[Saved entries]
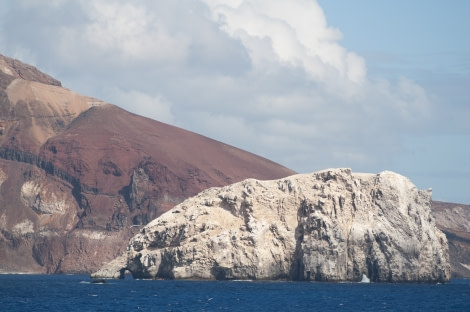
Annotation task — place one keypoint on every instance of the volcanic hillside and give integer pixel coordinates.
(79, 176)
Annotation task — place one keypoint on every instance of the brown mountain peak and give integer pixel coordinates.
(24, 71)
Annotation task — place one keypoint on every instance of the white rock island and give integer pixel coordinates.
(332, 225)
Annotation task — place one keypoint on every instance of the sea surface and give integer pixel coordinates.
(78, 293)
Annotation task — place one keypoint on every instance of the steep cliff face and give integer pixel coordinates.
(454, 220)
(331, 225)
(79, 177)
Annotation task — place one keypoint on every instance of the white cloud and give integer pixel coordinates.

* **YOUR INSTRUCTIONS**
Copy the listing above word for word, with the pictures left out.

* **WORKED ANSWER**
Annotation task — place one keypoint on every instance of the volcanic hillside and give integer pixel coordinates.
(79, 176)
Annotation task — place one keypoint on every instance of the brown mountain peak and give integer pixel coordinates.
(24, 71)
Annotation task — place one keypoint on every instance of the white rock island and give integer pixel coordinates.
(332, 225)
Annotation task — place one keypoint on every instance of the sea surface and give integer pixel coordinates.
(78, 293)
Annotation task — place one keypoint on every instance of the steep cliff face and give integer pixel coordinates.
(454, 220)
(331, 225)
(79, 177)
Annotation task — place one keypoint on every instance of the white cloud and give integer pixel coordinates.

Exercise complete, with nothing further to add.